**WHAT YOU ARE ASKED TO DO:**
Exact copies of the lines from the one with "alright, find the building wall" through the last line of the entries, and no pictures, make up the answer.

**EXTRACTED ENTRIES:**
======

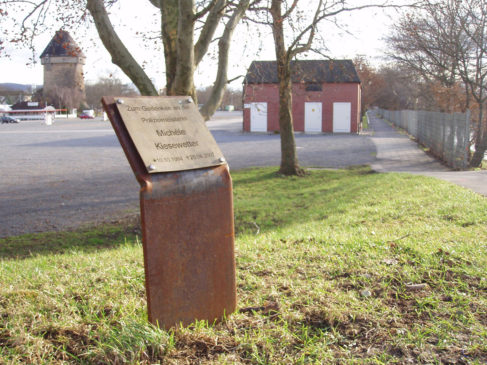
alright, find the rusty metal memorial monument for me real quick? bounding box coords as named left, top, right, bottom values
left=102, top=96, right=236, bottom=329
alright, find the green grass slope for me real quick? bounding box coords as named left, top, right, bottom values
left=1, top=167, right=486, bottom=364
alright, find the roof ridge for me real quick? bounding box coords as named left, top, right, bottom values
left=244, top=59, right=360, bottom=84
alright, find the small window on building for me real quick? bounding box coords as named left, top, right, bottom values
left=305, top=83, right=322, bottom=92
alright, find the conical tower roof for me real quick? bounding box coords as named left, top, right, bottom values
left=40, top=30, right=85, bottom=58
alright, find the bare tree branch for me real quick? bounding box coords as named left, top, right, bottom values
left=227, top=74, right=244, bottom=83
left=194, top=0, right=219, bottom=19
left=86, top=0, right=157, bottom=95
left=281, top=0, right=297, bottom=19
left=194, top=0, right=227, bottom=66
left=200, top=0, right=251, bottom=119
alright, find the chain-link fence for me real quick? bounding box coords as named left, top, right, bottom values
left=377, top=109, right=470, bottom=170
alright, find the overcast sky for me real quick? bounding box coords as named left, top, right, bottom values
left=0, top=1, right=403, bottom=90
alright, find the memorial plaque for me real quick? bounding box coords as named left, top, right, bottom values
left=115, top=96, right=225, bottom=173
left=102, top=96, right=237, bottom=330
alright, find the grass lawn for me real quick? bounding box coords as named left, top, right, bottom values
left=362, top=115, right=369, bottom=130
left=0, top=167, right=486, bottom=364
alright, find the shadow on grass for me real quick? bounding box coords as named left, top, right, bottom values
left=232, top=165, right=383, bottom=236
left=1, top=166, right=430, bottom=259
left=0, top=167, right=378, bottom=259
left=0, top=218, right=141, bottom=260
left=232, top=170, right=280, bottom=186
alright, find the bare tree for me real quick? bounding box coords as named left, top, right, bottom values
left=85, top=77, right=139, bottom=109
left=197, top=86, right=242, bottom=110
left=459, top=0, right=487, bottom=166
left=354, top=56, right=378, bottom=115
left=198, top=0, right=251, bottom=119
left=1, top=0, right=252, bottom=119
left=387, top=0, right=487, bottom=166
left=251, top=0, right=403, bottom=176
left=87, top=0, right=252, bottom=119
left=355, top=60, right=425, bottom=111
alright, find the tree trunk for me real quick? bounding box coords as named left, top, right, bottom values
left=200, top=0, right=250, bottom=120
left=277, top=65, right=304, bottom=175
left=470, top=139, right=486, bottom=166
left=159, top=0, right=178, bottom=95
left=470, top=103, right=486, bottom=167
left=157, top=0, right=224, bottom=103
left=270, top=0, right=304, bottom=176
left=173, top=0, right=196, bottom=98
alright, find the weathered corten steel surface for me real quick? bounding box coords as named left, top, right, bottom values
left=140, top=166, right=236, bottom=327
left=102, top=96, right=237, bottom=329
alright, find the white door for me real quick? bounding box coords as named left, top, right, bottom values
left=305, top=102, right=322, bottom=132
left=333, top=102, right=351, bottom=133
left=250, top=102, right=267, bottom=132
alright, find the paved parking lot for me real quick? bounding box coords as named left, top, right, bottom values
left=0, top=112, right=376, bottom=237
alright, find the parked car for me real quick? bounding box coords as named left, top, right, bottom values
left=1, top=116, right=19, bottom=124
left=79, top=112, right=95, bottom=119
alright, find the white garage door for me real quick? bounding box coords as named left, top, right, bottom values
left=250, top=102, right=267, bottom=132
left=305, top=102, right=322, bottom=132
left=333, top=102, right=351, bottom=133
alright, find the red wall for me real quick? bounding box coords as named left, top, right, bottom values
left=243, top=82, right=361, bottom=133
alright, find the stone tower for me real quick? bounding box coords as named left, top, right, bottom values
left=40, top=30, right=86, bottom=108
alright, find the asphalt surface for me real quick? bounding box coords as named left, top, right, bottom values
left=0, top=111, right=485, bottom=237
left=368, top=111, right=487, bottom=196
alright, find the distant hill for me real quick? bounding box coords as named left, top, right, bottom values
left=0, top=83, right=41, bottom=93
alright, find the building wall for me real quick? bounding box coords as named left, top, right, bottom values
left=243, top=82, right=361, bottom=133
left=243, top=83, right=279, bottom=132
left=42, top=56, right=86, bottom=107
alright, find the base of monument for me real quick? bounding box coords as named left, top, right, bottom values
left=140, top=165, right=237, bottom=328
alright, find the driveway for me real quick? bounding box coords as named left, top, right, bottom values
left=368, top=111, right=487, bottom=196
left=0, top=112, right=376, bottom=237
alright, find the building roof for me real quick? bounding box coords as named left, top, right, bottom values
left=40, top=30, right=85, bottom=58
left=11, top=101, right=47, bottom=110
left=244, top=60, right=360, bottom=84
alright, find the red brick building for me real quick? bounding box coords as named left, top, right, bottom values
left=243, top=60, right=361, bottom=133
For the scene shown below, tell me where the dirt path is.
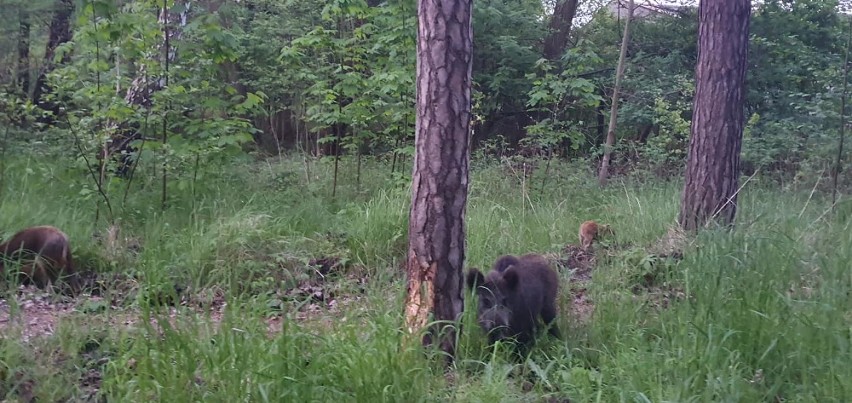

======

**EXERCISE OUTPUT:**
alright, find the building wall for me real quick? bounding box coords as named left, top, right, bottom values
left=243, top=82, right=361, bottom=133
left=243, top=83, right=279, bottom=132
left=42, top=56, right=86, bottom=107
alright, find the base of monument for me real quick? bounding box coords as named left, top, right, bottom values
left=140, top=165, right=237, bottom=328
alright, find the driveway for me real quick? bounding box coords as named left, top, right, bottom values
left=368, top=111, right=487, bottom=196
left=0, top=112, right=376, bottom=237
alright, find the building roof for me real quick? bounding box coords as named left, top, right, bottom values
left=40, top=30, right=85, bottom=58
left=11, top=101, right=47, bottom=110
left=244, top=60, right=360, bottom=84
alright, find the red brick building for me real quick? bounding box coords as named left, top, right, bottom values
left=243, top=60, right=361, bottom=133
For the scene shown below, tell me where the dirt path is.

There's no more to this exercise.